▶ _DO THIS_
Rewrite the material below, replacing every occurrence of "bounding box" with "enclosing rectangle" and leaving all else unchanged.

▶ _MATERIAL FOR THE TASK_
+-------+
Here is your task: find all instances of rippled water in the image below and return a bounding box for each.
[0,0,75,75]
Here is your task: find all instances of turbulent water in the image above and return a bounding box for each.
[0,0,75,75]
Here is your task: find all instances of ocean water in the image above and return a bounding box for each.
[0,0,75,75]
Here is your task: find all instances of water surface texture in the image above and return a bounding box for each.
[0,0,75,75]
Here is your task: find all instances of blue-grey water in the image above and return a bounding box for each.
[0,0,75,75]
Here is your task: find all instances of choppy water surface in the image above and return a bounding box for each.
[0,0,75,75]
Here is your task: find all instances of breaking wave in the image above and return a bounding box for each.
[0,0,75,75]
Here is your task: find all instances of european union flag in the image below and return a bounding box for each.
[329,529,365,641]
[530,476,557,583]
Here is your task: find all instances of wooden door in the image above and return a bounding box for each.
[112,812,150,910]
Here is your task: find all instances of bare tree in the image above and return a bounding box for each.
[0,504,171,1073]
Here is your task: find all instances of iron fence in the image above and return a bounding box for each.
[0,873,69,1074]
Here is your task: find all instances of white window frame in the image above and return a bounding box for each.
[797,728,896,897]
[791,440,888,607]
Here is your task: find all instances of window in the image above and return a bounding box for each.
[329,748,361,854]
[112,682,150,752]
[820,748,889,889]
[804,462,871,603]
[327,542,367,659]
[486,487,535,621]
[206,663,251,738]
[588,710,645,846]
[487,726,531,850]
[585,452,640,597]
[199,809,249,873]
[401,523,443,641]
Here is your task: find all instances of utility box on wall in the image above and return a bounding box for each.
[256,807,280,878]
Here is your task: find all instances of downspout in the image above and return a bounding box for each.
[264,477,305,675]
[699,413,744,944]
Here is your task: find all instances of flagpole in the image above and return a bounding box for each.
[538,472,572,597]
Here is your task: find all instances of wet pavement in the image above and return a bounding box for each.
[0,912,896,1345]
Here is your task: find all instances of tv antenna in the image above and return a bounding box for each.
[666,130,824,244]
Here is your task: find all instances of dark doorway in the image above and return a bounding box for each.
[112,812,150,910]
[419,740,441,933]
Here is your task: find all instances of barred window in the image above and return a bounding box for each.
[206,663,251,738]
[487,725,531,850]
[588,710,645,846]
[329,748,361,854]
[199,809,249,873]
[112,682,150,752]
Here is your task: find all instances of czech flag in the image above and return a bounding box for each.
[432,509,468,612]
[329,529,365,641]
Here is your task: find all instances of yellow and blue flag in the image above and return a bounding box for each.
+-------+
▶ _RESULT FOR THIS TASK_
Here is your task: find all instances of rippled water in the image below and return a enclosing rectangle for each.
[0,0,75,75]
Here is your task: find all instances of turbulent water in the image above and return a enclosing rectangle for each.
[0,0,75,75]
Here is your task: find all instances of ocean water in the image above and return a enclosing rectangle for each.
[0,0,75,75]
Here is your task: find all instances of water surface texture in the image above and return a enclosing rectangle for each.
[0,0,75,75]
Here is your task: find all instances of blue-grey water in the image above and return a enclosing rectangle for each.
[0,0,75,75]
Here is your task: find all instances of choppy water surface in the image above and return a enclosing rectangle for each.
[0,0,75,75]
Here is your task: find all instances of breaking wave in the image above and return a enclosing rectangle for each.
[0,0,75,75]
Here is your task: find all instances of european union flag in the image below and return a enclosing rectangle for each.
[329,529,365,641]
[530,476,557,583]
Here is your task: find all instances of wooden door in the image above and return a enclosing rectangle for each.
[112,812,150,910]
Here is your task: find all instances of bare tree in the image above and return a enclosing rectangle for each.
[0,504,171,1073]
Here is your task: find all instances of iron fence in the image above and return a enclosing rectangle for each.
[0,873,69,1074]
Here is your task: find all instances of white window frame in the image above and return a enclosing rectangle for each.
[797,728,896,897]
[791,440,888,607]
Here is your task: find all instances of window in the image above and return a enclosing rectangle for each.
[329,748,361,854]
[112,682,150,752]
[820,748,889,889]
[804,462,871,603]
[327,542,367,659]
[486,487,535,621]
[206,663,251,738]
[588,710,645,846]
[487,726,531,850]
[585,452,640,597]
[199,809,249,873]
[401,523,443,641]
Here is your task: find all instances of utility box on wall in the image above and return a enclosing rectangle for each.
[256,807,280,878]
Here is your task: find all instances of downspout in the image above and return a enclosing rectangle for each.
[264,477,305,675]
[699,413,744,944]
Here is your task: find all instances of flagpole in the image above and return a enclosing rectangle for each.
[538,472,572,597]
Here is your task: find all instances of wet pavement in the image above and return a enclosing rectangle for each.
[0,912,896,1345]
Here is your task: find all instances of tv antenna in the image above and return a enclosing rectangle for each.
[666,130,824,244]
Here is your task: find all instances of dark doorway in the image above and return a enclosing rectangle for each.
[112,812,150,910]
[419,740,441,933]
Here is your task: find all instances of barred window in the image above and return a enclosing rectangle for each.
[206,663,251,738]
[487,725,531,850]
[588,710,645,846]
[329,748,361,854]
[199,809,249,873]
[112,682,150,752]
Here is your task: find all instances of czech flag in the image above and return a enclosing rectangle for each.
[432,509,468,612]
[329,529,365,641]
Here is your task: find all instances of yellow and blue flag in the image above and return a enclosing rectangle for each.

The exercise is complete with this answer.